OK, between you and Fahrvergnuugen, I've recovered from my late morning. 2 coffees, a Red Bull chaser, and some Blueberry pie, and off I go.


----------



## dubCanuck1 (Apr 1, 2005)

*Re: Drive by Wire with TDI/MK2 swap (dubCanuck1)*

Hmm. That didn't seem so tough. I didn't need a welder (I don't think I'll need one in the long run on this part). More important: No Metal Removal required.
Working on the drive-by wire stuff. At first, it looked a little daunting, but thankfully I have some spare parts to do my mad science on before mangling the Passat pedal cluster. I think it will be pretty easy in the end run.
So, Drive by wire is basically a self-contained pedal that has a flat backing. Hmm. The stock pedal cluster does not have a convenient flat spot to put that up against. Neither does the Passat Pedal cluster. 
So, out comes the measuring tape.....about a million measurements later, I discovered this....
1. The stock pedal, when fully extended, sits about 22.5-23.3 cm from the backplate. When fully depressed, it sits at about 19 cm.
2. The Drive-by Wire pedal when in it's normal resting place (fully extended) is about 19-19.3 cm from it's own back (there are two little posts on the back that add about 2-3mm). When it's fully depressed, it sits at 14.5 cm.
What this means is that both the pedals have approximately the same pedal travel. Also, if you look at the picture above, you'll notice that the DBW pedal has 2 little notches on the housing on either side of the pedal lever. This is the axis of the lever. And guess what... the stock pedal has the same length and axis (despite different design).
Sooooooo, if you lign up the axis points you have the same "Y" axis for the pedal (if you stand the pedal cluster up on its bottom now, the pedals should have the same vertical orientation as the stock setup.
But wait! Life is not all about 1 dimension. What happened to the "X" and "Z" axes?

### Dataset content:
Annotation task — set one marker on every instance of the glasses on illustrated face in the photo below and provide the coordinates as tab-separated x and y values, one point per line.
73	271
...
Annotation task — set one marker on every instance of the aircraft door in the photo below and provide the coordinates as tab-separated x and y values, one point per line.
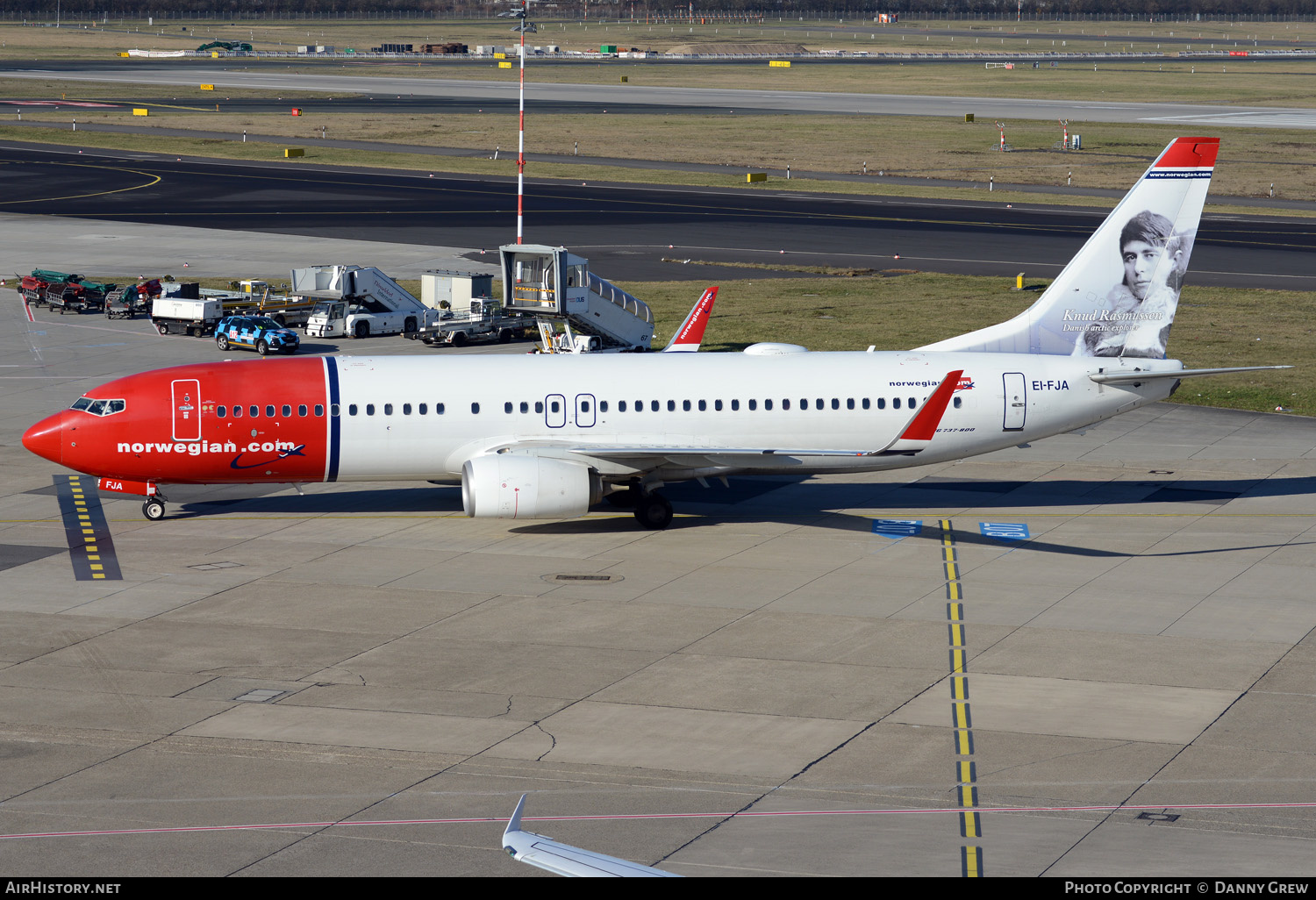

### Task brief:
Summarize the forum excerpt on the drive-by-wire pedal swap in two sentences.

### Correct answer:
The writer notes that the self-contained drive-by-wire pedal has a flat backing, but neither the stock pedal cluster nor the Passat pedal cluster has a convenient flat spot to mount it against. Measurements show that the stock and drive-by-wire pedals have approximately the same pedal travel and share the same lever length and axis, so lining up the axis points gives the same "Y" axis, while the "X" and "Z" axes remain in question.